▶ [Work item] Take the line that contains "of the shrub." as the first line and the final line of the records as the last; return exactly those lines and the lines between.

++++ Recorded information ++++

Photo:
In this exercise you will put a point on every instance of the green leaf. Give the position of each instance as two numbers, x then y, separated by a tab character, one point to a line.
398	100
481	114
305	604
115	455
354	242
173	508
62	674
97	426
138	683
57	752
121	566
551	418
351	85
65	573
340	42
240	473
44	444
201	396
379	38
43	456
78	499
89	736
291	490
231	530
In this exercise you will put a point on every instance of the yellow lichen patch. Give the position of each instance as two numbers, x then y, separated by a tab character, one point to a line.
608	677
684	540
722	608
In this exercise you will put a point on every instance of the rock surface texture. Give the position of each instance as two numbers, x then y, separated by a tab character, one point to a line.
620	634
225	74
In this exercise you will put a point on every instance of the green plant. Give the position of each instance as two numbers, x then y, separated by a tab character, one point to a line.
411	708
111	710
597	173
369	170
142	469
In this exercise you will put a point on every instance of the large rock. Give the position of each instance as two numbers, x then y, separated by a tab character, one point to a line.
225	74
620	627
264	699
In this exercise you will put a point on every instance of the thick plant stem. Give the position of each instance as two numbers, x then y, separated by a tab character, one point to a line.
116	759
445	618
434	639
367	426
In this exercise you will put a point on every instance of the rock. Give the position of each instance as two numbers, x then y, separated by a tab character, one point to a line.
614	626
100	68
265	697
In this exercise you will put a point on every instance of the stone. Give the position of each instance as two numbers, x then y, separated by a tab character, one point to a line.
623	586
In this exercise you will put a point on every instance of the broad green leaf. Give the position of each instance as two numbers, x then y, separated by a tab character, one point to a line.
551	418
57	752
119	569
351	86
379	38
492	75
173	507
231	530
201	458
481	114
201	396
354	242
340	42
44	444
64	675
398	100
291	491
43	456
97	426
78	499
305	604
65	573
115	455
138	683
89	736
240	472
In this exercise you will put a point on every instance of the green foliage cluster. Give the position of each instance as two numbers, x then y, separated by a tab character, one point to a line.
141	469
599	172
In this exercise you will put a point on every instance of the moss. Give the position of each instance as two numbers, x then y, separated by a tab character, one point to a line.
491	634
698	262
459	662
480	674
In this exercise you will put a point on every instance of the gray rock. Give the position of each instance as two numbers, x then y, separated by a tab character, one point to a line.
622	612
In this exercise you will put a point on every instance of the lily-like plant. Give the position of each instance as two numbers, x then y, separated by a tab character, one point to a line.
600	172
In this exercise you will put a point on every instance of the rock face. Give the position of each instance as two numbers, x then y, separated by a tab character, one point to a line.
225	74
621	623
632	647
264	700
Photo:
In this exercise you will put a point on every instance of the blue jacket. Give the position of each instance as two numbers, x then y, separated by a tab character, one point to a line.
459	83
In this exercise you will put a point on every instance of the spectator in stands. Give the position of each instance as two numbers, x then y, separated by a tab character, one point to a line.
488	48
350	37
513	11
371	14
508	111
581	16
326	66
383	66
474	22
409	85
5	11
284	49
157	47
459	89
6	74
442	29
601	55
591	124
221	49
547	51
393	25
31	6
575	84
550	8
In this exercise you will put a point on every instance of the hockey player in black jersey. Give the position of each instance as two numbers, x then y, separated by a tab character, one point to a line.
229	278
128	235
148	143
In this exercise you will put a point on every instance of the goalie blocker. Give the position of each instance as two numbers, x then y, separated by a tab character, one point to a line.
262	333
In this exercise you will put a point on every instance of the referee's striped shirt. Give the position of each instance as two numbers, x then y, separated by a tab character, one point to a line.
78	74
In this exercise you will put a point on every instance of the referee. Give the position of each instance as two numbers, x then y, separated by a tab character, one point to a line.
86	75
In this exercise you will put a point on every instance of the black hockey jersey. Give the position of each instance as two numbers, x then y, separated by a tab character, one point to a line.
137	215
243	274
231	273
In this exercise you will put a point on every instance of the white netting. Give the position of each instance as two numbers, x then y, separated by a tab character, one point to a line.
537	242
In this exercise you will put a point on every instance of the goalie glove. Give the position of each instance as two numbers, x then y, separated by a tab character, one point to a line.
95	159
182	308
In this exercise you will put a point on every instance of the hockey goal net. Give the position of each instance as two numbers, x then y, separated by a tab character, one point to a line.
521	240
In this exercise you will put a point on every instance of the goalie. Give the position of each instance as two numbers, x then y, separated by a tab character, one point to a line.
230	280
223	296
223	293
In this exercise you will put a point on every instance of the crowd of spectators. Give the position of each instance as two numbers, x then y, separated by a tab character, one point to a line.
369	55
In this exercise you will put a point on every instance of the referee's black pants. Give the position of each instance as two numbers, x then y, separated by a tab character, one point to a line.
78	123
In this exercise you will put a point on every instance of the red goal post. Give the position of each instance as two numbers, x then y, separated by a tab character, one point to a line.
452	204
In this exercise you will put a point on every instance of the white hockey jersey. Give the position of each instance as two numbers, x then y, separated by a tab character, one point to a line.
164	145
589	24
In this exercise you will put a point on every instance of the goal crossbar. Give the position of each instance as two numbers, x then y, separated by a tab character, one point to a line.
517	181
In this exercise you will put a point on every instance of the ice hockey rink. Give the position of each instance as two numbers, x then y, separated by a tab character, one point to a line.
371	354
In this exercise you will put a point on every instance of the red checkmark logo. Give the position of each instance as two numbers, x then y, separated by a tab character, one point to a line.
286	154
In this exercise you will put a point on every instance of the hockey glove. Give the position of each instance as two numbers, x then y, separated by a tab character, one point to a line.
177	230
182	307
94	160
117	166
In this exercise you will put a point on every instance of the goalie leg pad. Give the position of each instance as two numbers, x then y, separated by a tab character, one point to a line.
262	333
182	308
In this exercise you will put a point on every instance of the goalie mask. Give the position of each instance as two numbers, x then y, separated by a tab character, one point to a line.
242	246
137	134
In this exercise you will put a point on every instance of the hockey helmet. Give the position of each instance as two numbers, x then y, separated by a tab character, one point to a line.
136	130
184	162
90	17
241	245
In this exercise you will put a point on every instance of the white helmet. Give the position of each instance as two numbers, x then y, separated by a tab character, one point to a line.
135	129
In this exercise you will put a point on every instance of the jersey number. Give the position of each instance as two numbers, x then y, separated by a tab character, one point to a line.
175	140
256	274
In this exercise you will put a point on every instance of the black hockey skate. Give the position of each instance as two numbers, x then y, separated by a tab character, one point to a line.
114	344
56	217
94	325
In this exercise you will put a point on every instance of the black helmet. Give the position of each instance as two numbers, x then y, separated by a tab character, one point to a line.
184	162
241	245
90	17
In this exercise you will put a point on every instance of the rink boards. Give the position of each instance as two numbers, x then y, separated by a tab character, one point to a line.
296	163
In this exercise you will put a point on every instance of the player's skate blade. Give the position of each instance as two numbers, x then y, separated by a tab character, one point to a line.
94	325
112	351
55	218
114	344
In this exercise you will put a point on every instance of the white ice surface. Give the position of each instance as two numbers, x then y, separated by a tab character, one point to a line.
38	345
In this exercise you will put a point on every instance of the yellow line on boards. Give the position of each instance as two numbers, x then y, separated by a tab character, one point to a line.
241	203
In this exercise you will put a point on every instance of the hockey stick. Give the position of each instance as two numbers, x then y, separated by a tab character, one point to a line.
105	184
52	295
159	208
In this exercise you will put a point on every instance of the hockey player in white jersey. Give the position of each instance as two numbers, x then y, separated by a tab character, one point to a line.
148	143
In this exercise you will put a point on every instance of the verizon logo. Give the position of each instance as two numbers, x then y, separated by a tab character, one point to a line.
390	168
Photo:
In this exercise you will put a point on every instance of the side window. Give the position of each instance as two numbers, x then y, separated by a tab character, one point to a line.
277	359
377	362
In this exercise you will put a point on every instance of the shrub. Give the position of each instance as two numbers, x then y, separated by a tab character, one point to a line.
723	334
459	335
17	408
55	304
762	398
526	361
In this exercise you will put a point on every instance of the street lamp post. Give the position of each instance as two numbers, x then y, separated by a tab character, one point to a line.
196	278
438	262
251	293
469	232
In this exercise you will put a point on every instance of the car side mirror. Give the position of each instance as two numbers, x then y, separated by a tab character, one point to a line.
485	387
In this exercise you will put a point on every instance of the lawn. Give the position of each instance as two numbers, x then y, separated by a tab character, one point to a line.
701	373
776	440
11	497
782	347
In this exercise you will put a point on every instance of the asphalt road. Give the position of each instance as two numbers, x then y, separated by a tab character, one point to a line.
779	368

++++

▶ [Exercise result]
In this exercise you will put a point on every instance of the shrub. Give the position of each instance as two numbers, x then y, separated by a tab character, one point to a line.
723	334
459	335
17	408
55	304
762	398
526	361
In this exercise you will put a point on every instance of the street lamp post. Give the position of each instance as two numbers, x then y, separated by a tab character, one point to a line.
196	278
438	262
251	293
469	232
In this exercise you will put a point on every instance of the car side mirror. Give the position of each instance as two numbers, x then y, separated by a tab character, one point to a line.
485	387
In this exercise you will put a point on every instance of the lawn. Give the position of each instance as two numbers, x then y, separated by a tab character, one point to a line.
701	373
776	440
11	497
782	347
In this exercise you will put a point on every instance of the asphalt road. Give the position of each instance as two numbers, x then y, separated by a tab character, one point to a line.
779	368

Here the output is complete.